**Exercise passage**
-- Opening Marker --

For parents who live in older homes with lead-based paint, doctors urge special vigilance when the children are young, crawling on dusty floors, and sticking their fingers in their mouths. But in a new, five-year study of children from four cities, including Philadelphia, researchers reinforce the notion that the time for concern doesn't stop with toddlerhood. Seven-year-olds with higher levels of the toxic metal in their blood were more likely to suffer IQ deficits, and independently, they were also more likely to exhibit behavior problems such as aggression -- an area that has not received as much study. The study appears in the March issue of the journal Pediatrics. There was no apparent connection between the children's lead levels at age 2 and their bad behavior five years later. That suggests at least part of the problem at age 7 is continued exposure into the early years of elementary school, said study coauthor Jerilynn Radcliffe, a researcher and psychologist at Children's Hospital of Philadelphia.

-- Closing Marker --

**Problem A**
What is the Spanish translation of this sentence from the passage about childhood lead exposure: "The study appears in the March issue of the journal Pediatrics."
**Problem B**
How would you summarize the passage about childhood lead exposure in two sentences?
Draw only on the passage about childhood lead exposure.

**Exercise data**
-- Opening Marker --

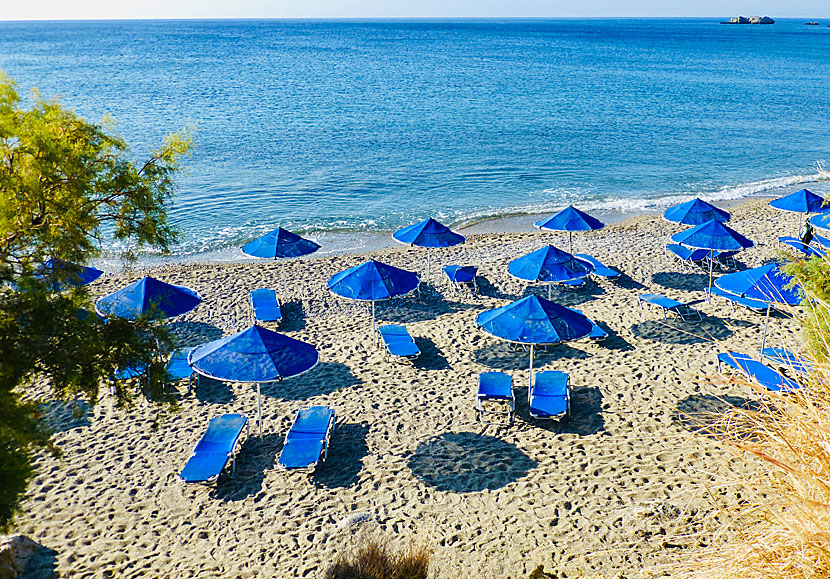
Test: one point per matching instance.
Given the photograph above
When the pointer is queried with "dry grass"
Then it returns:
(374, 560)
(781, 527)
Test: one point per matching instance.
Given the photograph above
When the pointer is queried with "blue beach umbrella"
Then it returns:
(253, 355)
(280, 244)
(65, 274)
(148, 295)
(548, 265)
(372, 281)
(695, 212)
(766, 283)
(534, 321)
(570, 219)
(428, 233)
(803, 201)
(714, 236)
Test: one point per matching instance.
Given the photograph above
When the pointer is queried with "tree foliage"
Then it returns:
(65, 185)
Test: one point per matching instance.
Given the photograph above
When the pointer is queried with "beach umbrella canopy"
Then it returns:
(253, 355)
(534, 321)
(428, 233)
(148, 295)
(279, 244)
(548, 265)
(714, 236)
(695, 212)
(372, 281)
(803, 201)
(766, 283)
(570, 219)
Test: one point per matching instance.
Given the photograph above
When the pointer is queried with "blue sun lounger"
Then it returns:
(308, 438)
(397, 342)
(461, 277)
(788, 359)
(264, 305)
(218, 445)
(800, 246)
(668, 305)
(550, 395)
(495, 387)
(760, 373)
(749, 303)
(600, 269)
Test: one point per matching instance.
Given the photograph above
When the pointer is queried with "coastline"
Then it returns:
(618, 489)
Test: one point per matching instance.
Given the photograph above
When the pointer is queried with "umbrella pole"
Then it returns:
(530, 384)
(259, 408)
(764, 339)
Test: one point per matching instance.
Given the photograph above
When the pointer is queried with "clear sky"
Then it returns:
(118, 9)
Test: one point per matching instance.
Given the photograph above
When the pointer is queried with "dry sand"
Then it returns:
(599, 496)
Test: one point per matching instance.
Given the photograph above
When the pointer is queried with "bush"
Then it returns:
(375, 561)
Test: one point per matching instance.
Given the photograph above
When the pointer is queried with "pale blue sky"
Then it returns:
(117, 9)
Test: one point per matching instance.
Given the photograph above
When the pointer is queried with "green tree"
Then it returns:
(66, 185)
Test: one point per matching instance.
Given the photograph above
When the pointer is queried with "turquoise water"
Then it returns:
(357, 126)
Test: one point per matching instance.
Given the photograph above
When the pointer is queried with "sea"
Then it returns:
(345, 130)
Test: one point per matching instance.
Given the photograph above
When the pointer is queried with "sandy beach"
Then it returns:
(602, 495)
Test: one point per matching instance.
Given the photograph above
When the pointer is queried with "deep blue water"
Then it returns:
(356, 125)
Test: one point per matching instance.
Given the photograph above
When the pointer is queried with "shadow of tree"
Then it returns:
(212, 391)
(675, 331)
(431, 357)
(681, 280)
(61, 416)
(466, 462)
(347, 450)
(256, 457)
(700, 413)
(507, 356)
(194, 333)
(326, 378)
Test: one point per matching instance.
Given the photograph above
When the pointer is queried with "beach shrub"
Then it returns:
(374, 560)
(781, 526)
(66, 184)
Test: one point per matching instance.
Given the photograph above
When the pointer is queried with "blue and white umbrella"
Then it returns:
(549, 265)
(714, 236)
(534, 321)
(428, 233)
(148, 296)
(372, 281)
(695, 212)
(570, 219)
(255, 354)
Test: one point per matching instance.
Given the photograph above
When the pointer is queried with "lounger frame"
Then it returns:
(324, 451)
(668, 305)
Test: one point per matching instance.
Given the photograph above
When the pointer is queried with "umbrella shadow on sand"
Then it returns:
(324, 379)
(210, 391)
(347, 450)
(257, 456)
(507, 356)
(194, 333)
(681, 280)
(466, 462)
(675, 331)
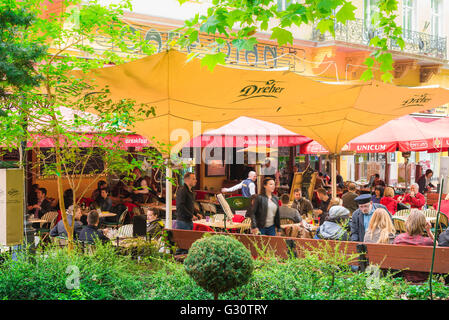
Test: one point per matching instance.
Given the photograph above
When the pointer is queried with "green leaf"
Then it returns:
(387, 77)
(367, 75)
(326, 25)
(369, 62)
(211, 60)
(346, 12)
(282, 36)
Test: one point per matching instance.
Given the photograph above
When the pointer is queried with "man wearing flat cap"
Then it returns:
(362, 216)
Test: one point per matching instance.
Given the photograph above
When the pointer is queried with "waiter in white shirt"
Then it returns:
(248, 186)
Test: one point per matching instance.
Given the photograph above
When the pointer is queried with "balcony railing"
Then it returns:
(358, 32)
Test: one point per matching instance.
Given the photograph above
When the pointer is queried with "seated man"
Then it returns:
(362, 216)
(300, 203)
(349, 198)
(424, 182)
(59, 228)
(42, 204)
(248, 186)
(103, 201)
(286, 212)
(321, 205)
(415, 199)
(154, 224)
(334, 228)
(90, 232)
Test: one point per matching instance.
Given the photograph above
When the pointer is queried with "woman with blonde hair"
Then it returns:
(335, 202)
(380, 228)
(415, 225)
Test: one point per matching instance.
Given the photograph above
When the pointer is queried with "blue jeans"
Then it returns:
(183, 225)
(270, 231)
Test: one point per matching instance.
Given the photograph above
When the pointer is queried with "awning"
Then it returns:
(89, 141)
(189, 99)
(403, 134)
(244, 132)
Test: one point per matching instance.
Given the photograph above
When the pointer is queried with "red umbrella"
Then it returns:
(245, 132)
(403, 134)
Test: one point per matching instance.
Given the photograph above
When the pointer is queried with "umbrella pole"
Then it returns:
(168, 197)
(333, 158)
(259, 178)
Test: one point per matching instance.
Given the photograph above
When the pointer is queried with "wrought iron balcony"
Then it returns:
(358, 32)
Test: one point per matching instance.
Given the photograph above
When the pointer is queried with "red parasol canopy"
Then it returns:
(245, 132)
(403, 134)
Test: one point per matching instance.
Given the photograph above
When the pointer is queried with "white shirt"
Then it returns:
(252, 188)
(271, 213)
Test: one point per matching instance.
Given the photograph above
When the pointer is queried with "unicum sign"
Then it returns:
(371, 147)
(261, 89)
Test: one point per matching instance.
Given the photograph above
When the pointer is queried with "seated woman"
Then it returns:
(334, 228)
(380, 228)
(100, 185)
(388, 200)
(59, 228)
(144, 192)
(154, 224)
(378, 194)
(415, 225)
(103, 201)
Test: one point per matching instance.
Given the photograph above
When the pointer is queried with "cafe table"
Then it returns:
(35, 220)
(220, 224)
(156, 206)
(432, 220)
(105, 214)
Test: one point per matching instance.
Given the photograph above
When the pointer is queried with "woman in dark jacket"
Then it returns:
(264, 213)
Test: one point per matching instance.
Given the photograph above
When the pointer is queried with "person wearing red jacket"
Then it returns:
(388, 200)
(414, 198)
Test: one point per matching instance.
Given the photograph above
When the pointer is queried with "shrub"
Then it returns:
(45, 275)
(219, 263)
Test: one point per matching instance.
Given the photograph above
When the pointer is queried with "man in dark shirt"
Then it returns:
(90, 232)
(286, 212)
(303, 205)
(424, 182)
(349, 198)
(42, 205)
(184, 203)
(59, 228)
(321, 205)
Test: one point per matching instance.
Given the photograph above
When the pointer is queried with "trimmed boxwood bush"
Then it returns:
(219, 263)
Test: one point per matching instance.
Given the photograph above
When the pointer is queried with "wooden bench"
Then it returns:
(387, 256)
(432, 198)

-- Closing Marker --

**Worked solution A**
El estudio aparece en el número de marzo de la revista Pediatrics.

**Worked solution B**
A five-year study of children from four cities, including Philadelphia, found that seven-year-olds with higher blood lead levels were more likely to have IQ deficits and, independently, behavior problems such as aggression. Because children's lead levels at age 2 showed no apparent connection to bad behavior five years later, a study coauthor said at least part of the problem at age 7 is continued exposure into the early years of elementary school.